**Exercise requirements**: Copy the records below verbatim, starting with the line that contains "car rear windshield | locate" and continuing through the end of the records, with both ends included.

**Supplied data**:
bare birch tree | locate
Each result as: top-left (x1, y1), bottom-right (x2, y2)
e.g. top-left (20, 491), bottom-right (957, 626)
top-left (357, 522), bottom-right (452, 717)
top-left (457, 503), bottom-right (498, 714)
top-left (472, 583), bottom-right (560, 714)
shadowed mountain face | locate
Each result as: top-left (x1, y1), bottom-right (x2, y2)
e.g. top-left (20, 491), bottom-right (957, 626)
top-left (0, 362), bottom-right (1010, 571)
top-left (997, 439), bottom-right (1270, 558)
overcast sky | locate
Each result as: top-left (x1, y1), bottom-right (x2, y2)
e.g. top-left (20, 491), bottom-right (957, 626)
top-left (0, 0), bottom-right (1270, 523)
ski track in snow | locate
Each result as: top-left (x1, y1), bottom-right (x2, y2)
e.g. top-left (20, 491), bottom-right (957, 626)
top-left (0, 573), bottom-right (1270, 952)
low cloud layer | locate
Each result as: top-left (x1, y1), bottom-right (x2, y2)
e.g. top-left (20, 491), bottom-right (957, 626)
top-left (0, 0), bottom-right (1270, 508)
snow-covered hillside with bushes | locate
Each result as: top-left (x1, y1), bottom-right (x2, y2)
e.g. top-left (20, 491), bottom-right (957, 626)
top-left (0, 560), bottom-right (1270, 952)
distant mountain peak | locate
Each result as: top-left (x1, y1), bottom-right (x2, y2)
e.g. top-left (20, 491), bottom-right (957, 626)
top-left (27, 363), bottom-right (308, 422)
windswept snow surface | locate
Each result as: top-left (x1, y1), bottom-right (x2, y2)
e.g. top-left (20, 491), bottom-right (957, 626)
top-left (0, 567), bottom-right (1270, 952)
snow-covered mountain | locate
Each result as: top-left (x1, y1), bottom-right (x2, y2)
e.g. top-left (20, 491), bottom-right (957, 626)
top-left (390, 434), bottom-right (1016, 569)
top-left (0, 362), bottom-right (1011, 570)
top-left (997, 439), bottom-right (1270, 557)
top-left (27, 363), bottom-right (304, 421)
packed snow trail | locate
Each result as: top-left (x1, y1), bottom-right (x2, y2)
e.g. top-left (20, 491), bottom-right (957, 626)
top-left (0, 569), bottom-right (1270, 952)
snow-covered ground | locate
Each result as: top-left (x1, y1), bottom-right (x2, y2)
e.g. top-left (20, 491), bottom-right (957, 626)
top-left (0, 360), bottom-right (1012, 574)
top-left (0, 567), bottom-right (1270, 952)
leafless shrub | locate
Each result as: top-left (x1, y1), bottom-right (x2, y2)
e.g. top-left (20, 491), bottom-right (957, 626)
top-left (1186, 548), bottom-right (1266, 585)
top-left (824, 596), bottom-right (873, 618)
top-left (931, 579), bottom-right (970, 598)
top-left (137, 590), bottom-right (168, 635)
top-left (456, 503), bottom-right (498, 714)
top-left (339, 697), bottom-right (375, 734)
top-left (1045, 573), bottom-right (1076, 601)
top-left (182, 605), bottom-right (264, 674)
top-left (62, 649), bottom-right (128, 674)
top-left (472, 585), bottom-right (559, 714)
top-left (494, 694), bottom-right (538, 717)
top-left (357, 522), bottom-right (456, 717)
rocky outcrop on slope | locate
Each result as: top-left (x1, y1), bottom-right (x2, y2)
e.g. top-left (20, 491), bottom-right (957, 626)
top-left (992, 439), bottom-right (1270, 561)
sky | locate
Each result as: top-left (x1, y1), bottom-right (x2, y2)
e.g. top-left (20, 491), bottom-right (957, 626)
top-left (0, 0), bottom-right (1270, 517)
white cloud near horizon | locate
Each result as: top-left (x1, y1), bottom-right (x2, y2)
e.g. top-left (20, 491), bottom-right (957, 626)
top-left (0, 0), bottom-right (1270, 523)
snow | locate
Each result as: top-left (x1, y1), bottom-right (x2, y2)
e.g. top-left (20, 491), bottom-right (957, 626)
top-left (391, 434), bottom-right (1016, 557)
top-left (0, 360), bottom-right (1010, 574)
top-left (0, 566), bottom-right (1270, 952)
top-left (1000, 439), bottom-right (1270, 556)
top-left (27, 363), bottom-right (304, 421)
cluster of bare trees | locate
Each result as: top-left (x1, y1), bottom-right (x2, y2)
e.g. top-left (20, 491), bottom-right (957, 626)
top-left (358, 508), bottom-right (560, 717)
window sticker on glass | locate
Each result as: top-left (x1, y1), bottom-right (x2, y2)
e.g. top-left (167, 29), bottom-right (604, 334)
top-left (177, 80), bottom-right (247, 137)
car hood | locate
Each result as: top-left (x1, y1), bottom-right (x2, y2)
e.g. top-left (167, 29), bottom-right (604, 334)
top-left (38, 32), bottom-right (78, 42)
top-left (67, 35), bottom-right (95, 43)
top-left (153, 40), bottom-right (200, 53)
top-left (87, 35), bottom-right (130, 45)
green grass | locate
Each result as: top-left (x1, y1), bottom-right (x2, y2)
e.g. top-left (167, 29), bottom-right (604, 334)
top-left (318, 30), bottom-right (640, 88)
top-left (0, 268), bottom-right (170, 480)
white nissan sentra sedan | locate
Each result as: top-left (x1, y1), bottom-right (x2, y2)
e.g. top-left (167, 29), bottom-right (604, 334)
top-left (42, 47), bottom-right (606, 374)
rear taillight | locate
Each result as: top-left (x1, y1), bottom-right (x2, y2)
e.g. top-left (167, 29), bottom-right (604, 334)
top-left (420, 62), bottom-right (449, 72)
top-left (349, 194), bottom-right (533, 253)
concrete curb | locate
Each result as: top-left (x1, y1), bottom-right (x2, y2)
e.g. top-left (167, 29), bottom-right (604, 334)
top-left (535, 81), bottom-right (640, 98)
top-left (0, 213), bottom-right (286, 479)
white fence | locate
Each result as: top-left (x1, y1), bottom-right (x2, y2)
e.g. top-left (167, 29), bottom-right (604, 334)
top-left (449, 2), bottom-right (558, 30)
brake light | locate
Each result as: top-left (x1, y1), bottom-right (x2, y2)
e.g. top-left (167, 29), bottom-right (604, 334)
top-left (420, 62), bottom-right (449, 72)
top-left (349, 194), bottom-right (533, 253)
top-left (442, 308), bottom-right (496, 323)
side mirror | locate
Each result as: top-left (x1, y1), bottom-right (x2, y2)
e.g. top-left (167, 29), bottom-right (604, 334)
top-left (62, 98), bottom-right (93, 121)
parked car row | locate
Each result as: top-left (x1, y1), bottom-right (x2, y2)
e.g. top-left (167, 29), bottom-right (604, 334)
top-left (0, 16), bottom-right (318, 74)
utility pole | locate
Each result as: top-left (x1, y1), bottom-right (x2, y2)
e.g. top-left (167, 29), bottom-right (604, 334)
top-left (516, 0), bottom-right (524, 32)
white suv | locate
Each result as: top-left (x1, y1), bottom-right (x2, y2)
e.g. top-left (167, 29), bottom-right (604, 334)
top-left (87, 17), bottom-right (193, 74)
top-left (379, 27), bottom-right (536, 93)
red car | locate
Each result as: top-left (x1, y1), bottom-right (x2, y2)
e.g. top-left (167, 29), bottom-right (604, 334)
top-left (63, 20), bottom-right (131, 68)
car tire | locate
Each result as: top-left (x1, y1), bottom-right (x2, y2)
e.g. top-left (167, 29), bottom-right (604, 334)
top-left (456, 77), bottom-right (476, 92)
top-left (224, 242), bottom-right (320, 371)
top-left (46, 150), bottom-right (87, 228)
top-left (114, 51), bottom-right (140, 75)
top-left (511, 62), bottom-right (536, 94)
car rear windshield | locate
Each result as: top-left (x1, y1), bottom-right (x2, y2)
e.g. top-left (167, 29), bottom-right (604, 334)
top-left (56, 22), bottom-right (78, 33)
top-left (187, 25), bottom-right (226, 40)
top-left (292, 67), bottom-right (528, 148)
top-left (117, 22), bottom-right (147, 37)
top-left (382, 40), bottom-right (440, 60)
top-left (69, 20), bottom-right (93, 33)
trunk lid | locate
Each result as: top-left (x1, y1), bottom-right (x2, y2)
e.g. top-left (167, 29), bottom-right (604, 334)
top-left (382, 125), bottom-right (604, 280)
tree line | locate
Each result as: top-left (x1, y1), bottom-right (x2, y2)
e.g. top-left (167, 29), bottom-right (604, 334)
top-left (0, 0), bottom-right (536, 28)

**Answer**:
car rear windshield | locate
Each result as: top-left (x1, y1), bottom-right (x2, y2)
e.g. top-left (167, 29), bottom-right (604, 334)
top-left (56, 22), bottom-right (78, 33)
top-left (187, 25), bottom-right (226, 40)
top-left (292, 67), bottom-right (528, 148)
top-left (117, 22), bottom-right (147, 37)
top-left (382, 40), bottom-right (440, 60)
top-left (69, 20), bottom-right (93, 33)
trunk lid | locate
Each result as: top-left (x1, y1), bottom-right (x2, y2)
e.g. top-left (167, 29), bottom-right (604, 334)
top-left (382, 125), bottom-right (604, 280)
tree line | locate
Each result as: top-left (x1, y1), bottom-right (x2, y2)
e.g. top-left (167, 29), bottom-right (604, 334)
top-left (0, 0), bottom-right (536, 28)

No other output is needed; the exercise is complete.